• **MATERIAL DEL EJERCICIO**:
----------------------------------------
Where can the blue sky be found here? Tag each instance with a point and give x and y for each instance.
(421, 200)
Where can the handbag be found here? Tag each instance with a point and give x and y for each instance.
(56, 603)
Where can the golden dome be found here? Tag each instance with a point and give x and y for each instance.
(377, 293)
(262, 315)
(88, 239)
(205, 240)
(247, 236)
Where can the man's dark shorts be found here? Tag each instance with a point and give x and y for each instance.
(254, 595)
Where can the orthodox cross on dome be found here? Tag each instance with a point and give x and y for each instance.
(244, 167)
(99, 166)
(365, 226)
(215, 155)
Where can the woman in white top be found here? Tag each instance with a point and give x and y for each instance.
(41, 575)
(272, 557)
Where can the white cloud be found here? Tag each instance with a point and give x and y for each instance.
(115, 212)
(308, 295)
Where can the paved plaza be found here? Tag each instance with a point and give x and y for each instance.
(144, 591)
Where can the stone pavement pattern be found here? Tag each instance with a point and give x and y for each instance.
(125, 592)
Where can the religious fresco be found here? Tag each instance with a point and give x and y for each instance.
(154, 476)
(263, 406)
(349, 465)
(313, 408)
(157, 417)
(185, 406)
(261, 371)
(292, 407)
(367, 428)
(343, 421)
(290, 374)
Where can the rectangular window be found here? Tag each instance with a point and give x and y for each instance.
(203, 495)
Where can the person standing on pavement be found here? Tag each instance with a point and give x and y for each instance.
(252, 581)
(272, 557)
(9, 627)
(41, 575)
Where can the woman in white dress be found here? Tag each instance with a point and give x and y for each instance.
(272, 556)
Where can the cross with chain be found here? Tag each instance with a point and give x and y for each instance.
----------------------------------------
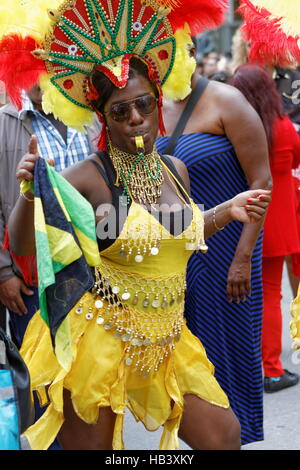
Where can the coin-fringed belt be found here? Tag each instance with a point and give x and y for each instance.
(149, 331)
----------------------------------------
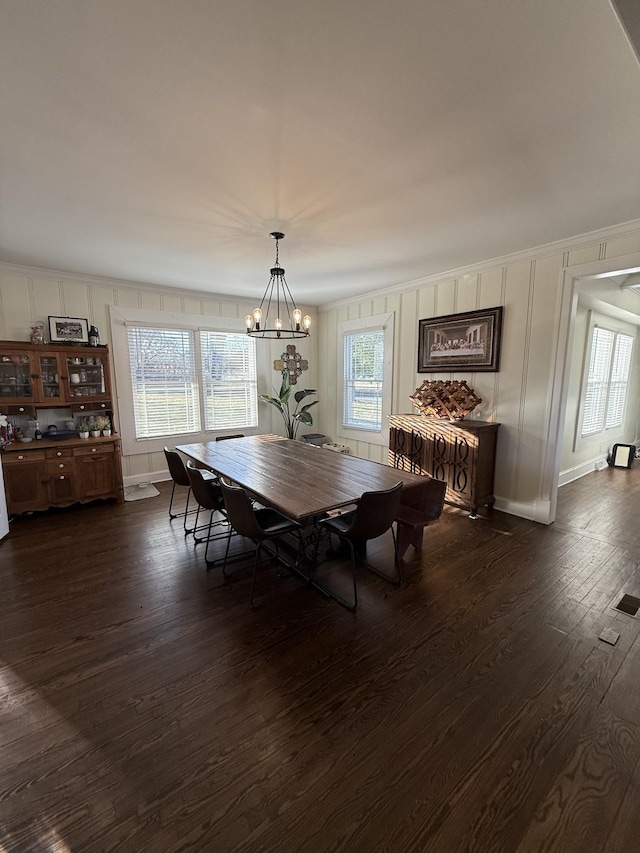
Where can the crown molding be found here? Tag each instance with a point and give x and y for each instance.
----------------------------------------
• **PROBLEMA PLANTEADO**:
Selecciona y copia cada línea del material que contenga la palabra "white". Distingue entre mayúsculas y minúsculas.

• **RESULTADO DE LA TAREA**:
Where can the woman in white top be found here? Tag each instance with a point and give x and y for each instance.
Where can the white cloud be found here? Tag each instance with a point and give x and y for each instance.
Where can the woman in white dress be found here? Tag each instance with a point and give x and y for each instance.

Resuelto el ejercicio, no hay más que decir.